→ Goal of the exercise: Copy out the lines word for word, starting at the line that contains "Each instance receives one point. Annotate the power" and stopping after the line that contains "[[498, 41], [496, 62], [497, 77]]".
═════ Stored rows
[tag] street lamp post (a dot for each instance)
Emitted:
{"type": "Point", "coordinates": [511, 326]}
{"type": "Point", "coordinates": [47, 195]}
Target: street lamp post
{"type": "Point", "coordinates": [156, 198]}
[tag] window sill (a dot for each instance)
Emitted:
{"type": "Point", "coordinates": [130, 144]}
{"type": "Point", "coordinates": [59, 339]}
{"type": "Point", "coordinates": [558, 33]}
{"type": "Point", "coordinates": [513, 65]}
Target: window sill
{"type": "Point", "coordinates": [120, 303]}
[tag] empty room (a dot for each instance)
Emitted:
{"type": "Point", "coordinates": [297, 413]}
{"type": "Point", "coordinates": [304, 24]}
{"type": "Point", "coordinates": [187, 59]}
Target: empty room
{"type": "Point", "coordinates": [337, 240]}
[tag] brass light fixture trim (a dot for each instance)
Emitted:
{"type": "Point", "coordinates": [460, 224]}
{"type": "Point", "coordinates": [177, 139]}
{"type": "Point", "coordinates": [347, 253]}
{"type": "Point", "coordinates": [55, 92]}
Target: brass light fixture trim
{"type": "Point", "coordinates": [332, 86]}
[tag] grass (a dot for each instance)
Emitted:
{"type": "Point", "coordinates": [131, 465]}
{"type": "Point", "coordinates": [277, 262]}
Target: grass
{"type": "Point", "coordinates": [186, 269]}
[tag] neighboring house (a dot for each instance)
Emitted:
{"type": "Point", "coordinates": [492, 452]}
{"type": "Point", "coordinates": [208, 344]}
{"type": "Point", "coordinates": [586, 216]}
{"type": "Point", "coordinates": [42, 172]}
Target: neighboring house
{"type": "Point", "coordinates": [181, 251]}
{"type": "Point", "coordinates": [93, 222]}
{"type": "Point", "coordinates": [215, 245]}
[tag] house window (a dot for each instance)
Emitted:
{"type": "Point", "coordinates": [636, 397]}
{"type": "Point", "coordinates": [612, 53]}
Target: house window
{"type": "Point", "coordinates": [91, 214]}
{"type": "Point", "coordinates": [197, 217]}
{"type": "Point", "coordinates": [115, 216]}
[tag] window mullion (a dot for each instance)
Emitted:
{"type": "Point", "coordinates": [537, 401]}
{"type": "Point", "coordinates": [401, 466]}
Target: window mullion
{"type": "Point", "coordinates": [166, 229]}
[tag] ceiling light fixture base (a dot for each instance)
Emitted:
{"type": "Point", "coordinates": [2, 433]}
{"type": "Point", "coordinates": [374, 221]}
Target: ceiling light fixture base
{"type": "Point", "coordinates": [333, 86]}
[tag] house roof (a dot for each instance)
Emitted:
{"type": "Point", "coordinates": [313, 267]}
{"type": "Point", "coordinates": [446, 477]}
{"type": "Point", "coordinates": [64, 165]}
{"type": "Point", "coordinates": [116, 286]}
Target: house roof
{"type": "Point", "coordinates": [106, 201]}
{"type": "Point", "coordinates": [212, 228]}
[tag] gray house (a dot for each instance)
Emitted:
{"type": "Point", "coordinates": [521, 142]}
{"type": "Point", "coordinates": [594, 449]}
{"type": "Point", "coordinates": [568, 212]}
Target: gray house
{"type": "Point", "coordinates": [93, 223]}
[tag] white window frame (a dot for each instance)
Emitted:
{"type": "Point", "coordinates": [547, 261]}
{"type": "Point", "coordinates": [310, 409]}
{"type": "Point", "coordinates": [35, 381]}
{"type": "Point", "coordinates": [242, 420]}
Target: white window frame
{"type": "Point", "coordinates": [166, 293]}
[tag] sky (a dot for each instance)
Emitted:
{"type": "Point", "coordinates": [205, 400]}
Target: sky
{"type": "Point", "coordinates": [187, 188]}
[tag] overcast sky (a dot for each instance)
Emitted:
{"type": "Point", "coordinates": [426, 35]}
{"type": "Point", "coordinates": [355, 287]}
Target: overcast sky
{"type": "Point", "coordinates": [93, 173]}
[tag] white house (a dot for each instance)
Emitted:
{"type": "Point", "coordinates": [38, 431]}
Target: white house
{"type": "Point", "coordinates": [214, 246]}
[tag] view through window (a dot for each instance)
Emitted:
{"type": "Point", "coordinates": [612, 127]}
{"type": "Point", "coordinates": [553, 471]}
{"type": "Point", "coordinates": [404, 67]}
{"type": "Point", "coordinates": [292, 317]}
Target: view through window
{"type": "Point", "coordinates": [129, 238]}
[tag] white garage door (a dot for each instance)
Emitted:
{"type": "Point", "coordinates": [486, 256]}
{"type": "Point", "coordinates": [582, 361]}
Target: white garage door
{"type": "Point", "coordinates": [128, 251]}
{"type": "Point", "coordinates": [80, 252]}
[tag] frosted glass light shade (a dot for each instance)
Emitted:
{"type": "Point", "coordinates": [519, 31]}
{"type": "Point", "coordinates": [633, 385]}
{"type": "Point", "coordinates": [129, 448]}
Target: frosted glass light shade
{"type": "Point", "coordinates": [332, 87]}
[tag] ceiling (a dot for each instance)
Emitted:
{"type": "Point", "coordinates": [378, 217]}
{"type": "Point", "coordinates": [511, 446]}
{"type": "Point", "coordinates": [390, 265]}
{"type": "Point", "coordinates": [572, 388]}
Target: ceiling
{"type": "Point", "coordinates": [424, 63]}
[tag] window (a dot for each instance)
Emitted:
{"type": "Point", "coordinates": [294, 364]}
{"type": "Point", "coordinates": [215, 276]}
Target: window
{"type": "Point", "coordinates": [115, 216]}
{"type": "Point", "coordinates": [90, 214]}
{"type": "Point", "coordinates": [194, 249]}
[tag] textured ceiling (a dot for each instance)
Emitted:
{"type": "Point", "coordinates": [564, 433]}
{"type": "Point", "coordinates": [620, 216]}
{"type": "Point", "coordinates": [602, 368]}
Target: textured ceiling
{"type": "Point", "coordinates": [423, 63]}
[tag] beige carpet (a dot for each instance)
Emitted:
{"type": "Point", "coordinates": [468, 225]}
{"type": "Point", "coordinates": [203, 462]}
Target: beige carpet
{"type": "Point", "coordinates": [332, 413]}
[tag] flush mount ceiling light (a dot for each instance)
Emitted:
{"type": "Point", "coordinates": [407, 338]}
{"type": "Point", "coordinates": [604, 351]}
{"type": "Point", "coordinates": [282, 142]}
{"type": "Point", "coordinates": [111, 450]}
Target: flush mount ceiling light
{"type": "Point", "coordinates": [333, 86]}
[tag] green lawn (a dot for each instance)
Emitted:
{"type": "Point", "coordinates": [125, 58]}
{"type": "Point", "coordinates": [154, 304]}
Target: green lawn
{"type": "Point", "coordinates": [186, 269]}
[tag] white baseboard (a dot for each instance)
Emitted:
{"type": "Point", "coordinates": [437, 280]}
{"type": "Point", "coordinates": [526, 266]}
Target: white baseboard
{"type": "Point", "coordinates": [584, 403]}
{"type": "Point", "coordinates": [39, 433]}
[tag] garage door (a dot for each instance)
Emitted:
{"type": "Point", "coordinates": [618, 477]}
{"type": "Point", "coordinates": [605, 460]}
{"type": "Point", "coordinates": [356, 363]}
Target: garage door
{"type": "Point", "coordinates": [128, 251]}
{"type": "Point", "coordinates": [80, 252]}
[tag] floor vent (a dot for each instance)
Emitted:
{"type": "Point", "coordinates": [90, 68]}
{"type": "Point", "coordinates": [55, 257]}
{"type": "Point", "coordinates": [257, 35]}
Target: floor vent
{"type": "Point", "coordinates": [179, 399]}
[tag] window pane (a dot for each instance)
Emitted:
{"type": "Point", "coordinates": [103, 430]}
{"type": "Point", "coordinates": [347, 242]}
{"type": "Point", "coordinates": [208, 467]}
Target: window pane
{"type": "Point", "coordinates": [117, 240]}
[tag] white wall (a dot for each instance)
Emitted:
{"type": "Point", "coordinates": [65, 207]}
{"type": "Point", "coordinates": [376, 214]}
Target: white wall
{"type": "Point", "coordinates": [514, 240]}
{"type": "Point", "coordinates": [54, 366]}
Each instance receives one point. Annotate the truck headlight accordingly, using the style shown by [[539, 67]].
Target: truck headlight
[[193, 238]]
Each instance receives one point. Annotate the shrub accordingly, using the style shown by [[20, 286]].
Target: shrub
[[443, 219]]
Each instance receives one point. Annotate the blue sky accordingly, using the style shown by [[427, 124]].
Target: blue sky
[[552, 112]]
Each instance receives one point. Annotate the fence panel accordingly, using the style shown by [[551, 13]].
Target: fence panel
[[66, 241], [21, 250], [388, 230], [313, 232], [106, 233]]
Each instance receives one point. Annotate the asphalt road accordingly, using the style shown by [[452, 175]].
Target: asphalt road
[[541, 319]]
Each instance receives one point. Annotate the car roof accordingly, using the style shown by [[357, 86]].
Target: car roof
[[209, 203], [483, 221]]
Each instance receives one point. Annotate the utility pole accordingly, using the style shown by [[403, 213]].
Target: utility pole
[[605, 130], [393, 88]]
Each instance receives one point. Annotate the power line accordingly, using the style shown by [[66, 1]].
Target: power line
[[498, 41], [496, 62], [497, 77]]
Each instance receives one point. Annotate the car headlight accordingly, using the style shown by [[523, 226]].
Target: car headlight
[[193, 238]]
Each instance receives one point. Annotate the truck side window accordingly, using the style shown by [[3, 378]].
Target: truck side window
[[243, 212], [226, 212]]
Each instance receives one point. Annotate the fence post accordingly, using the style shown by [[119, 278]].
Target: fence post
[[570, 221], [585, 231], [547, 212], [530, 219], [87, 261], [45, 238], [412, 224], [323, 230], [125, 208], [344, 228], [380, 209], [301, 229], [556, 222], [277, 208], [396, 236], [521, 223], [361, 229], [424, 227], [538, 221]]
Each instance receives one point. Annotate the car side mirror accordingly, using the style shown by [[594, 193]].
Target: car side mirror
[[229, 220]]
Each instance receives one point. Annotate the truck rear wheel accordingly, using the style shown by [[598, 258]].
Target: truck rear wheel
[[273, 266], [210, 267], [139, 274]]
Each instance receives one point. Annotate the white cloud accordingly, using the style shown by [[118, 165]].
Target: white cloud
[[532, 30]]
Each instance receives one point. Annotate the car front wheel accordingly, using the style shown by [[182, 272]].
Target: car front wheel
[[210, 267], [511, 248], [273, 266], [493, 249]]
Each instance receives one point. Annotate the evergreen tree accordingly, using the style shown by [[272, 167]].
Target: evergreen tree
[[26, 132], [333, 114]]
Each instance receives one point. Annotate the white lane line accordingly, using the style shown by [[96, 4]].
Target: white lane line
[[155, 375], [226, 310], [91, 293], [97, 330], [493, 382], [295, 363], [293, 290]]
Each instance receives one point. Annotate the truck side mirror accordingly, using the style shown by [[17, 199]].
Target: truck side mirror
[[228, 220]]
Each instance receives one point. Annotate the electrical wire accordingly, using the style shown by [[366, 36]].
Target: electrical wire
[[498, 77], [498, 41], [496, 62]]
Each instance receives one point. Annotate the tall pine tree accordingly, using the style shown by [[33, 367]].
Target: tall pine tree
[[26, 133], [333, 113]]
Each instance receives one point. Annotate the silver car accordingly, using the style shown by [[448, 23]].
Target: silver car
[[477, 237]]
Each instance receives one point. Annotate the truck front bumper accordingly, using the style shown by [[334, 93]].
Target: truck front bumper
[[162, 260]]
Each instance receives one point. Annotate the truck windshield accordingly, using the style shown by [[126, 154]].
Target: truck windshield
══════════
→ Task answer:
Each instance receives one point. Annotate the power line accordingly, using the style shown by [[66, 1]].
Target: power line
[[498, 41], [496, 62], [497, 77]]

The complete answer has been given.